WHAT YOU HAVE TO DO ▸
Format all the rows below as one JSON list of strings, with one string per line and blank lines omitted.

GIVEN RECORDS ▸
>> BEGIN

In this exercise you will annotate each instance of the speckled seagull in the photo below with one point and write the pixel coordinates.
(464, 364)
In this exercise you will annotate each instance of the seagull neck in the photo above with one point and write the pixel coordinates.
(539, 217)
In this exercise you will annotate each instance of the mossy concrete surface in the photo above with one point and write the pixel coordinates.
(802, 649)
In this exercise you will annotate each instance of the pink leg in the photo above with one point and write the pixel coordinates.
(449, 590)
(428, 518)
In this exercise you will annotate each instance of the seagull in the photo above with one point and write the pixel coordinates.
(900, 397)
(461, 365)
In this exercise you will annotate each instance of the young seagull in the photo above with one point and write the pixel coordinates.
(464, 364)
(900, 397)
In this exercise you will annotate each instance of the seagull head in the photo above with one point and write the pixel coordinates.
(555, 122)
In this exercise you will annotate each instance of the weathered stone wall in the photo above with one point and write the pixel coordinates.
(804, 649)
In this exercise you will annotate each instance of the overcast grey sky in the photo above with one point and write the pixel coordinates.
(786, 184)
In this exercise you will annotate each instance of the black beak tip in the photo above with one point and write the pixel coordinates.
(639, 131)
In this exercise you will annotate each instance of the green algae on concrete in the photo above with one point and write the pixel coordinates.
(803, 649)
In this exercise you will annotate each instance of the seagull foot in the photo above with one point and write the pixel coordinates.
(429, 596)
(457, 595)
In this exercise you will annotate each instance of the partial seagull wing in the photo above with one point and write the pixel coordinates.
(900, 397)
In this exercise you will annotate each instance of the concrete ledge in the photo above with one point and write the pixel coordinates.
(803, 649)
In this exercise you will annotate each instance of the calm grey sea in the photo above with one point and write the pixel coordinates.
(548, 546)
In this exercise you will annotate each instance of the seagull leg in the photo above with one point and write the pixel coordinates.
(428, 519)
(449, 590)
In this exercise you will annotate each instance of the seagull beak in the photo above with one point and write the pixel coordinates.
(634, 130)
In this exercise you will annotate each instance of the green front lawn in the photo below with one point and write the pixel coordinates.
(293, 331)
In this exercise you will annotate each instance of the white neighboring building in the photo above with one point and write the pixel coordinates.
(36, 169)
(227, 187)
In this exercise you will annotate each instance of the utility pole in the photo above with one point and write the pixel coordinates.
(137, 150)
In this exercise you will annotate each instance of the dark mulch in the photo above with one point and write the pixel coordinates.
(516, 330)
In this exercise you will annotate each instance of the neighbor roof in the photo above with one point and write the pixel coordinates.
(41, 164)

>> END

RESULT OF THE TASK ▸
[
  "In this exercise you will annotate each instance of the speckled seagull in the photo below with one point and write the pixel coordinates.",
  "(464, 364)",
  "In this exercise you will annotate each instance of the seagull neck in the photo above with one point and write the pixel coordinates.",
  "(539, 217)",
  "In this exercise you will annotate each instance of the mossy concrete surface in the photo above with one point and write the pixel coordinates.",
  "(802, 649)",
  "In this exercise you will annotate each instance of the pink leg in the photo above with one point and write the pixel coordinates.",
  "(449, 590)",
  "(428, 518)",
  "In this exercise you will annotate each instance of the seagull in the photo above with one point and write the pixel coordinates.",
  "(900, 397)",
  "(461, 365)",
  "In this exercise you will annotate each instance of the young seagull in the photo above with one point and write the pixel coordinates.",
  "(464, 364)",
  "(900, 397)",
  "In this exercise you will annotate each instance of the seagull head in the photo above with one point and write the pixel coordinates.",
  "(555, 122)",
  "In this exercise you will annotate each instance of the weathered stone wall in the photo above with one point and write the pixel coordinates.",
  "(804, 649)",
  "In this exercise you will annotate each instance of the overcast grey sky in the photo above with one point and write the pixel coordinates.",
  "(786, 184)",
  "In this exercise you will annotate each instance of the black beak tip in the photo above with one point and write the pixel coordinates.",
  "(639, 131)",
  "In this exercise you will annotate each instance of the green algae on concrete in the photo above with one point and write the pixel coordinates.",
  "(803, 649)",
  "In this exercise you will annotate each instance of the seagull foot in the photo above with one point and write the pixel coordinates.",
  "(429, 596)",
  "(457, 595)",
  "In this exercise you will annotate each instance of the partial seagull wing in the photo above with one point and write the pixel coordinates.",
  "(900, 397)",
  "In this exercise you will annotate each instance of the concrete ledge in the photo above with one point and write the pixel coordinates.",
  "(803, 649)",
  "In this exercise you will annotate each instance of the calm grey sea in the photo above with one point and write the pixel coordinates.",
  "(548, 546)",
  "In this exercise you will annotate each instance of the seagull leg in the photo above with one point and write the pixel coordinates.",
  "(428, 519)",
  "(449, 590)",
  "In this exercise you will annotate each instance of the seagull beak in the photo above with one point and write the pixel coordinates.",
  "(634, 130)",
  "In this exercise you will annotate each instance of the green front lawn in the photo below with one point and write the pixel coordinates.",
  "(293, 331)",
  "In this exercise you will annotate each instance of the white neighboring building in the photo above with one point and write the pixel coordinates.",
  "(36, 169)",
  "(227, 187)",
  "In this exercise you will annotate each instance of the utility pole in the photo above with one point and write the pixel coordinates.",
  "(137, 150)",
  "In this exercise you will annotate each instance of the dark mulch in the photo above with one point and write the pixel coordinates.",
  "(516, 330)",
  "In this exercise you will annotate each instance of the neighbor roof in the photo above with one point and write the pixel coordinates.",
  "(41, 164)"
]